**RECORDS FOR THE EXERCISE**
......

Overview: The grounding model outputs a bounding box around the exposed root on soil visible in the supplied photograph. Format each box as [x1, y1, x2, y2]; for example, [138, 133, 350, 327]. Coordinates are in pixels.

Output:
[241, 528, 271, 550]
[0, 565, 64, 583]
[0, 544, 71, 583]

......

**THE EXERCISE**
Rewrite the records with "exposed root" renamed to "surface root", leaving every other part unchanged.

**EXERCISE RESPONSE**
Overview: The grounding model outputs a bounding box around the surface root on soil visible in the supplied photograph. Format each box as [x1, y1, x2, y2]; for example, [138, 133, 350, 327]. Coordinates are in pixels.

Output:
[241, 528, 271, 550]
[0, 565, 64, 583]
[0, 544, 71, 583]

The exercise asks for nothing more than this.